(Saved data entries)
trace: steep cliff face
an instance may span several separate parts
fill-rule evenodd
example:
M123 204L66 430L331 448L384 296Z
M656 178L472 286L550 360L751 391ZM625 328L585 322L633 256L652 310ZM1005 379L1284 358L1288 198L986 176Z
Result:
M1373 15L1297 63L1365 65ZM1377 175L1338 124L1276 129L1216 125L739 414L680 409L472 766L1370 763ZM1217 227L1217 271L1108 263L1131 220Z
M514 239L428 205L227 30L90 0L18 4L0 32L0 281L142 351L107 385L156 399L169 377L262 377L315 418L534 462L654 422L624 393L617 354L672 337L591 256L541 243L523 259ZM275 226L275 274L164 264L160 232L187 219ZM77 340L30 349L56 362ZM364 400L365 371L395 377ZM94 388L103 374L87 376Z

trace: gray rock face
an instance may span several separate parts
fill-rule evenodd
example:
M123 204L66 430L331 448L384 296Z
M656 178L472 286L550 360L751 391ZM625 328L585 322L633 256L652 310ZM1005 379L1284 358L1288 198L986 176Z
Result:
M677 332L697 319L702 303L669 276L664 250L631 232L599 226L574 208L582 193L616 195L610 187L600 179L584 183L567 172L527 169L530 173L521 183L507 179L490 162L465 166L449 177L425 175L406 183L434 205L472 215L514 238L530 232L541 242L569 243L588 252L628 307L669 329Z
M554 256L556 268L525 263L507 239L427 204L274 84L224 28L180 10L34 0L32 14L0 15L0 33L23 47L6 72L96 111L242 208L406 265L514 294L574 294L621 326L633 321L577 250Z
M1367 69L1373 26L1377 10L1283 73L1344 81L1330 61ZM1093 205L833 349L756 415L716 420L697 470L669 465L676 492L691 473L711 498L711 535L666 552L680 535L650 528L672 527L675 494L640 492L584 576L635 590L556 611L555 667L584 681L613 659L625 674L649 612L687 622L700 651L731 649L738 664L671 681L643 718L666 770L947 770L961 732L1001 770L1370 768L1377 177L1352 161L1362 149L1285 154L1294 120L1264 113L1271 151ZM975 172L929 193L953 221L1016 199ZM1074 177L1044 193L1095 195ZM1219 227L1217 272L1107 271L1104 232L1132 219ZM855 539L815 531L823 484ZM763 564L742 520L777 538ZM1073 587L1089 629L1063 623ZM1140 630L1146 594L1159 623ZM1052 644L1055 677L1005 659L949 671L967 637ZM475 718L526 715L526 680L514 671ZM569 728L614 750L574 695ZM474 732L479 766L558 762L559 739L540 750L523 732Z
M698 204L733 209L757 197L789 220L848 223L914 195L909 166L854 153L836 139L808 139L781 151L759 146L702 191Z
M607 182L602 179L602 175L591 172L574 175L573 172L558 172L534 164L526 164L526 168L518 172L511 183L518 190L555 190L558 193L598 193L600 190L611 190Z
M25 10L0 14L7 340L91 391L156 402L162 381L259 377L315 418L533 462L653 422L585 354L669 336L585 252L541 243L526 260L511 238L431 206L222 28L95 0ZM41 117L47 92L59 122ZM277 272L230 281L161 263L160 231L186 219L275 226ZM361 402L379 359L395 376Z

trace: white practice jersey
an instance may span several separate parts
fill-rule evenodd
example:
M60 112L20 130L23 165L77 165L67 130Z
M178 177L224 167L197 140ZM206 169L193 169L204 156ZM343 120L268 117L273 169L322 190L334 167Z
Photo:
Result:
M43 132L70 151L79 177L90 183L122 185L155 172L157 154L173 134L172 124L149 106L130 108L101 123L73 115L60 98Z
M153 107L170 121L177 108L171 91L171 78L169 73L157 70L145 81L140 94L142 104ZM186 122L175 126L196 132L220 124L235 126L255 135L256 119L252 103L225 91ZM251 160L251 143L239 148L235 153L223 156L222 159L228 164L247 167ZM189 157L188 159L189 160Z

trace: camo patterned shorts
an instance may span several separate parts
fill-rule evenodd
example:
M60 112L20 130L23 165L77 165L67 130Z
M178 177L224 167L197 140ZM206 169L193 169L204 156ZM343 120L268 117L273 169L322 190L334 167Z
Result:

§ Problem statement
Please return every line unchanged, starting at the line that contains "trace: white practice jersey" and stopping after the final line of the items, with both end lines included.

§ Response to the task
trace: white practice jersey
an instance may span several separate parts
fill-rule evenodd
example:
M60 112L20 130L23 165L77 165L67 130Z
M178 177L224 167L197 140ZM206 169L193 169L204 156ZM343 120L268 117L273 169L322 190L334 167Z
Photo:
Result:
M43 132L70 151L79 177L90 183L122 185L155 172L157 154L173 134L172 124L149 106L130 108L101 123L73 115L60 98Z
M153 107L170 121L177 108L171 91L171 78L169 73L157 70L145 81L140 94L142 104ZM186 122L175 126L196 132L220 124L235 126L255 135L256 119L252 103L225 91ZM251 160L251 143L239 148L235 153L223 156L222 159L228 164L247 167ZM189 157L188 159L189 160Z

trace: camo patterned shorts
an instance may span several separate parts
fill-rule evenodd
example:
M60 112L20 130L23 165L77 165L67 130Z
M178 177L224 167L197 140ZM206 169L193 169L204 156ZM343 120L268 117L273 169L322 190L334 167Z
Result:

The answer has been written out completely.